C’est dans ce contexte qu’intervient le « Nuremberg français », manière dont les Dernières Nouvelles d’Alsace qualifient le procès Wagner. Figure de l’annexion de l’Alsace à l’Allemagne nazie, Wagner a été l’administrateur de la région après son rattachement au Reich. Ancien combattant déçu par la défaite de 1918 et nazi convaincu, il accompagne Hitler durant le putsch de 1923. En 1933, Wagner est nommé Gauleiter du Bade ; l’annexion de facto de l’Alsace en 1940 lui permet d’étendre ses compétences à la région. À cette date, il promet à Hitler qu’il serait capable de germaniser et de nazifier l’Alsace en cinq années, convaincu que les Alsaciens sont des Volksdeutsche, des Allemands par le sang.
L’ensemble de sa politique va dans ce sens : la langue française est interdite et environ 100 000 personnes sont expulsées, considérées indignes du Reich. La répression de l’administration Wagner envers les réfractaires est implacable : le camp de sûreté de Vorbruck-Schirmeck, que le Gauleiter a voulu comme camp de rééducation, sert à punir les opposants au régime. Surtout, à l’été 1942 lorsque la Wehrmacht enregistre des revers sur le front de l’Est et face à l’inefficacité des appels au volontariat, il propose la mise en place de la conscription des Alsaciens dans l’armée allemande. Cette mesure est décrétée le 25 août 1942 et aboutit à l’incorporation de force de 100 000 Alsaciens et 30 000 Mosellans dans l’armée allemande, dont la Waffen-SS.
Après s’être échappé en novembre 1944, il se rend finalement aux Américains en juin 1945, qui le livre aux autorités françaises. Le procès de Wagner se tient du 23 avril au 3 mai 1946 devant le tribunal militaire de Strasbourg, avec pour accusés Wagner et sept de ses collaborateurs. Face aux crimes de guerre qu’on lui reproche, Wagner se défend en invoquant les directives de Berlin et des témoignages de personnalités déjà décédées. Il est finalement condamné à mort et après un recours en grâce qui est rejeté, il est fusillé le 14 août 1946 au fort Ney près de Strasbourg. Les derniers mots de Wagner ont été en faveur du national-socialisme et de l’Alsace allemande, fidèle à sa ligne de pensée.
+ + + + + + +
**Consigne:** D'après le texte sur le procès Wagner, quel jour Wagner a-t-il été fusillé ? Appuyez-vous uniquement sur le texte.

**Données fournies:**
+ + + + + + +
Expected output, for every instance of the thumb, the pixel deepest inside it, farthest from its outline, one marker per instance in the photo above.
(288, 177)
+ + + + + + +
**Réponse:** Le 14 août 1946.